▶ Wat nodig is
Geef alle regels van de onderstaande items weer als genummerde lijst, zonder lege regels. Laat de afbeeldingen weg uit het antwoord.

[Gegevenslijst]

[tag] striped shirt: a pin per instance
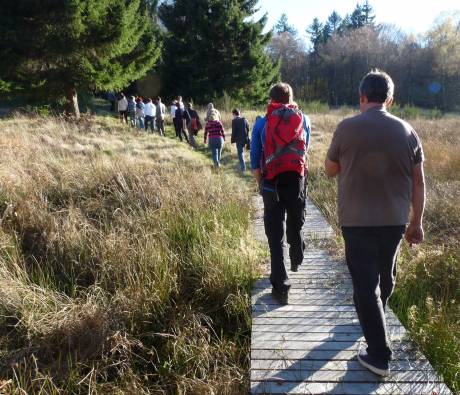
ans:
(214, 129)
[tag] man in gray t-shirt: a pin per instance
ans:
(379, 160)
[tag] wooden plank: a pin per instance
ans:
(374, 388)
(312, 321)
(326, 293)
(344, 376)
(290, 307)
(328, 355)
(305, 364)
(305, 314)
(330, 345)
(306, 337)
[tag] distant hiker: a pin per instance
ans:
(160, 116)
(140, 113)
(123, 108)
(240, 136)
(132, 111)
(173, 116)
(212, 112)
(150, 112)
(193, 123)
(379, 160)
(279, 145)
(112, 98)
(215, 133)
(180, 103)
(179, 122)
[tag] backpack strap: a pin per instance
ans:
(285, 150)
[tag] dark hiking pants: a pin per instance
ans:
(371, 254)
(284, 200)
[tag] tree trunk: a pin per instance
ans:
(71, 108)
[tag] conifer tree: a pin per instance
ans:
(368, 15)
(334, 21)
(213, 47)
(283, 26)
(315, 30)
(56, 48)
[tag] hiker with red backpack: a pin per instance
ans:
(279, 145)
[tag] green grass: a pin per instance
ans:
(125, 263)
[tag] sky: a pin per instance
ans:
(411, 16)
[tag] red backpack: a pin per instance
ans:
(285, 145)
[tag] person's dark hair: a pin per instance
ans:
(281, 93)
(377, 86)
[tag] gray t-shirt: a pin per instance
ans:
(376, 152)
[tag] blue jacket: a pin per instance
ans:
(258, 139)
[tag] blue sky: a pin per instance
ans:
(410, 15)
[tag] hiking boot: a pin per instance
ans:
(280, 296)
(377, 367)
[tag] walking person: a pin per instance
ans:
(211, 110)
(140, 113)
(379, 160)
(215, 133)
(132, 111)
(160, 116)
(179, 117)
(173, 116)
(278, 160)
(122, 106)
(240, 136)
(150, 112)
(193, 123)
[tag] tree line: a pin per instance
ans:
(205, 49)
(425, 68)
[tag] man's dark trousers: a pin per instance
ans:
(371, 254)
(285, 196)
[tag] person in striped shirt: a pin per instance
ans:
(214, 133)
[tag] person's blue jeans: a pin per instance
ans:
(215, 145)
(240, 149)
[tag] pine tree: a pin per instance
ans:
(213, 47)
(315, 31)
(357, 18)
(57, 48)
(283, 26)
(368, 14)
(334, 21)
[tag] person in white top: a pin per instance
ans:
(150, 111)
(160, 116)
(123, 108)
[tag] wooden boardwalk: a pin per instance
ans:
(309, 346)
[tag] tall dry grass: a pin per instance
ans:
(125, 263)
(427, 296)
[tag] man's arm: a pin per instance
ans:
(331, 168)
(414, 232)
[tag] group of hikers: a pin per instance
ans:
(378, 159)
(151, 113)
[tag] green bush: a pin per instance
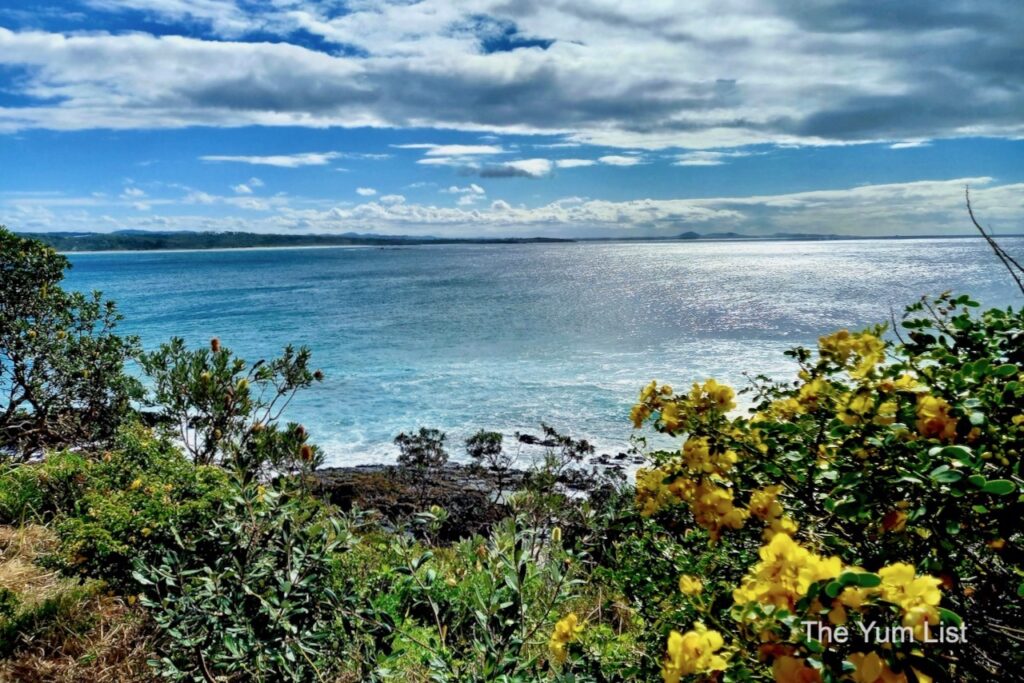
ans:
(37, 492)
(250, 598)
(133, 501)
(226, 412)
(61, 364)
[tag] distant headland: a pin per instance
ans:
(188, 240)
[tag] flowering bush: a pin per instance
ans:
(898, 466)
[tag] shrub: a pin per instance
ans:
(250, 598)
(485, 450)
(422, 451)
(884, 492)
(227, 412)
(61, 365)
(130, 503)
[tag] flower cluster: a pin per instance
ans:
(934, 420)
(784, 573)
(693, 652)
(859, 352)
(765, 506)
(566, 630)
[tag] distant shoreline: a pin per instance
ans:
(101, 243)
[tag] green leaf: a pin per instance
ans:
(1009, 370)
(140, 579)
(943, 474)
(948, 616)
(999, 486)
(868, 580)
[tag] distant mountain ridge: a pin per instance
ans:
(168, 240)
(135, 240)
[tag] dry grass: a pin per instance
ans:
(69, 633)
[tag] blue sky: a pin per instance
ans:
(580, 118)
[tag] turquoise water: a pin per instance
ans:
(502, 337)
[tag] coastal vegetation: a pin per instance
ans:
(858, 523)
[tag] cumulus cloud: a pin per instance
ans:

▶ Antwoord
1. [tag] striped shirt: a pin per instance
2. ans:
3. (214, 129)
4. [tag] man in gray t-shirt: a pin per instance
5. ans:
6. (379, 160)
7. [tag] wooden plank: a pin per instance
8. ans:
9. (374, 388)
10. (312, 321)
11. (326, 293)
12. (344, 376)
13. (290, 307)
14. (328, 355)
15. (305, 364)
16. (305, 314)
17. (330, 345)
18. (306, 337)
19. [tag] distant hiker: a pin per instance
20. ans:
21. (160, 116)
22. (140, 113)
23. (123, 108)
24. (240, 136)
25. (132, 111)
26. (173, 116)
27. (212, 112)
28. (150, 112)
29. (193, 123)
30. (379, 160)
31. (279, 145)
32. (112, 98)
33. (215, 133)
34. (180, 103)
35. (179, 122)
36. [tag] backpack strap: a pin per instance
37. ans:
38. (285, 150)
39. [tag] dark hiking pants: a pin per instance
40. ans:
41. (371, 254)
42. (284, 200)
43. [tag] tree trunk: a pin per instance
44. ans:
45. (71, 108)
46. [tag] conifer tree: a pin per instance
47. ans:
48. (368, 15)
49. (334, 21)
50. (213, 47)
51. (283, 26)
52. (315, 30)
53. (56, 48)
54. [tag] hiker with red backpack: a pin per instance
55. ans:
56. (279, 145)
57. [tag] green grass: a pin per instance
58. ans:
59. (125, 263)
60. [tag] sky: a pin per instance
61. ans:
62. (411, 16)
63. [tag] red backpack: a pin per instance
64. ans:
65. (285, 145)
66. [tag] person's dark hair: a pin per instance
67. ans:
68. (281, 93)
69. (377, 86)
70. [tag] gray t-shirt: a pin per instance
71. ans:
72. (376, 152)
73. [tag] blue jacket: a pin per instance
74. ans:
75. (258, 139)
76. [tag] blue sky: a pin per instance
77. ans:
78. (410, 15)
79. [tag] hiking boot: a pin per instance
80. ans:
81. (280, 296)
82. (377, 367)
83. [tag] walking person: a pin per instance
84. ans:
85. (211, 110)
86. (140, 113)
87. (379, 160)
88. (215, 133)
89. (132, 111)
90. (160, 116)
91. (179, 117)
92. (173, 116)
93. (278, 160)
94. (122, 106)
95. (240, 136)
96. (150, 112)
97. (193, 123)
98. [tag] tree line: a pin per instance
99. ans:
100. (205, 49)
101. (425, 68)
102. [tag] man's dark trousers: a pin per instance
103. ans:
104. (371, 254)
105. (285, 196)
106. [tag] person in striped shirt: a pin per instance
107. ans:
108. (214, 133)
109. [tag] person's blue jeans: a pin per instance
110. ans:
111. (215, 145)
112. (240, 149)
113. [tag] pine tree: a pin per instance
114. ans:
115. (213, 47)
116. (315, 31)
117. (357, 18)
118. (57, 48)
119. (283, 26)
120. (368, 14)
121. (334, 21)
122. [tag] person in white top: a pin per instance
123. ans:
124. (150, 111)
125. (160, 116)
126. (123, 108)
127. [tag] wooden boardwalk: a pin per instance
128. ans:
129. (309, 346)
130. [tag] tall dry grass: a pin per instance
131. ans:
132. (125, 263)
133. (427, 296)
134. [tag] man's arm: a pin per instance
135. ans:
136. (331, 168)
137. (414, 232)
138. [tag] group of hikers: a pin per instance
139. ans:
140. (378, 159)
141. (151, 113)
142. [tag] green bush: a pin per instance
143. ans:
144. (37, 492)
145. (250, 598)
146. (133, 501)
147. (226, 412)
148. (61, 364)
149. [tag] distant headland: a pin per instance
150. ans:
151. (188, 240)
152. [tag] flowering bush: a pin per instance
153. ans:
154. (898, 466)
155. [tag] shrub: a pin per instance
156. ans:
157. (250, 598)
158. (485, 450)
159. (422, 451)
160. (884, 492)
161. (227, 412)
162. (61, 365)
163. (130, 503)
164. [tag] flower cluster: a pin per instance
165. ans:
166. (934, 420)
167. (784, 573)
168. (693, 652)
169. (859, 352)
170. (765, 506)
171. (566, 630)
172. [tag] distant shoreline: a pin per instance
173. ans:
174. (101, 243)
175. [tag] green leaf: a pin per instance
176. ans:
177. (1009, 370)
178. (140, 579)
179. (943, 474)
180. (948, 616)
181. (999, 486)
182. (868, 580)
183. [tag] distant mountain ridge: a pin per instance
184. ans:
185. (168, 240)
186. (135, 240)
187. [tag] dry grass: a pin per instance
188. ans:
189. (69, 633)
190. [tag] blue sky: a pin per instance
191. ans:
192. (580, 118)
193. [tag] turquoise water: a pin per instance
194. ans:
195. (502, 337)
196. [tag] coastal vegetation: a pin per instance
197. ans:
198. (858, 523)
199. [tag] cumulus cloud: a pin per instance
200. ans:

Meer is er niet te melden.